EXCERPT >>

::::

"When dawn spreads its paintbrush on the plain, spilling purple... ," Sons of the Pioneers theme for TV show "Wagon Train." Dawn on the mythic Santa Fe Trail, New Mexico, looking toward Raton from Cimarron. -- Clarkphoto. A curmudgeon artist's musings melding metaphors and journalism, for readers in more than 150 countries.

Monday, April 13, 2020

Front porch swing memories

"Porch Swing Afternoon," 5 x 7 watercolor, 140 lb. cold press paper
"Come sit and visit a spell," said the neighbors long ago, smiling from their front porch swing.
Remember front porches and swings? I hope you do.
They've been scarce in my life because there weren't many in New Mexico when growing up, but they're symbols of good times, of slower times, of simpler times when we spent summers visiting kin folk in Comanche, Oklahoma and East Texas, of an old house in Waurika, Oklahoma.
Thinking about them, they bring memories of an un-airconditioned world--the slam of a screen door, of  sweet tea, of fireflies in the cooling evening, of adults sitting in the swing, of wasps buzzing around, of kids playing on the porch. I have specific memories of sitting on a porch swing in East Texas, talking to a summer girlfriend, as the soft rain poured down.
They were also places for just thinking, or resting, of enjoying the scenery and waving at people in the neighborhood. They were also for comfort, for  talking about and solving problems, as seen in the iconic movie To Kill a Mockingbird, as Atticus comforted Scout.
There's the poem by Sam Walter Foss that must have a front porch swing in spirit, "Let me live in a house by the side of the road. And be a friend to man...."

::::

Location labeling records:

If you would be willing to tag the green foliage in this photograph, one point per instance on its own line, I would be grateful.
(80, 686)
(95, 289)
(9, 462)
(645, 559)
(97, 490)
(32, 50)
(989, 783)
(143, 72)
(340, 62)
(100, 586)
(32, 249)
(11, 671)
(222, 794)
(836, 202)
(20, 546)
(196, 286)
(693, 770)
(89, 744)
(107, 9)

::::

EXERCISE A >> List each memory of an un-airconditioned world that the front porch swing post says porches and swings bring back.
EXERCISE B >> Carry on writing the front porch swing post from the point where it ends.

OUTPUT A >>
the slam of a screen door
sweet tea
fireflies in the cooling evening
adults sitting in the swing
wasps buzzing around
kids playing on the porch

OUTPUT B >>
As adults, you'd treasure sitting on the front porch swing in the morning with coffee, reading a newspaper, enjoying the day with the dew still on the grass, or as a youngster spending a lazy, un-organized  summer day, reading a book of adventure and imagination, like Burroughs' Tarzan of the Apes
They're not just rural or Southern either. I've seen blue collar mill towns in Pennsylvania where every frame house had a front porch, where the hard-working laborers could come home after a long day, sit on the porch with a beer perhaps, and talk to nearby neighbors
What happened to them?
First I think, was air conditioning and television, that forced and enabled us to staying indoors to be cool, and shut us off from others in a cocoon.
Then new houses were built without front porches. Instead, we've retreated to back patios and porches with lawn chairs and fire pits in fenced yards, isolated from our no longer "neighbor"hoods.
Ray Bradbury in Fahrenheit 451 foresaw deeper effects: 
“No front porches. My uncle says there used to be front porches. And people sat there sometimes at night, talking when they wanted to talk, rocking, and not talking when they didn't want to talk. Sometimes they just sat there and thought about things, turned things over. So they ran off with the porches."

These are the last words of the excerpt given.